**Tasks:**
A - Using the news article about David Axelrod and the Liberal government, answer these questions:
(i) Whom did Axelrod quote on winning campaigns being about the future?
(ii) How many legislative bills did cabinet ministers say were passed, and in how many legislative weeks?
(iii) What did the House of Commons adjourn for on Wednesday?
B - Translate this sentence from the news article about David Axelrod and the Liberal government into French: "It is a question that all of the opposition parties are hammering, and pollsters say is emerging as a decisive factor in the minds of voters."

:: Page extract

Obama's adviser offers words of wisdom
Toronto Star|June 20, 2024
Campaigns are less about issues than they are about narratives about the future, conference told
TONDA MACCHARLES
Obama's adviser offers words of wisdom

Prime Minister Justin Trudeau insists he is staying as Liberal leader in the next campaign as he battles a clear Conservative narrative that his time is up.

OTTAWA David Axelrod, a top American Democratic political strategist, wasn't talking about Canada or Justin Trudeau when he outlined a pessimistic view of U.S. President Joe Biden's chances at re-election.

Presidential campaigns are unlike other races, he said-quoting Bill Clinton, who remarked that winning campaigns are not about the past, they're about the future.

They're less about issues than they are about narratives - Axelrod, who directed Barack Obama's campaigns, said issues have to "animate the narrative."

That almost perfectly describes the challenge for Trudeau and the Liberals in the months leading up to the next Canadian election campaign.

As the House of Commons adjourned for a summer recess on Wednesday and MPs headed back to their ridings, there was a lot of valedictory-style talk about the past and what the minority Liberal government accomplished.

Cabinet ministers tallied the passage of 15 legislative bills in 14 legislative weeks, including a budget chockablock with billions of dollars for new housing, a national dental care program, and free diabetes medicine and prescription contraceptives.

What is less clear is what story the Liberal government has to tell Canadians about the future after nearly nine years in power, and how it will improve their lives in little more than a year before the next expected federal election.

Although Trudeau continues to insist he is staying as Liberal leader in the next campaign to "continue" that work, he is already battling a clear Conservative narrative that his time is up, and that Canadians want change.

It is a question that all of the opposition parties are hammering, and pollsters say is emerging as a decisive factor in the minds of voters.

::::
:: Data provided

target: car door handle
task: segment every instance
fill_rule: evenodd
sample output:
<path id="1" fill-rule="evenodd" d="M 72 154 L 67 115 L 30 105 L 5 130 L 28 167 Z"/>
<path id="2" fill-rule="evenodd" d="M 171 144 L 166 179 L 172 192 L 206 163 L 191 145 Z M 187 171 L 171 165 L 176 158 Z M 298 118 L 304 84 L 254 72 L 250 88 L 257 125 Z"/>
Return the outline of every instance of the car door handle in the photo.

::::

**Results for the exercise:**
A -
(i) Bill Clinton
(ii) 15 legislative bills in 14 legislative weeks
(iii) A summer recess

B - C'est une question sur laquelle tous les partis d'opposition insistent sans relâche et qui, selon les sondeurs, s'impose comme un facteur décisif dans l'esprit des électeurs.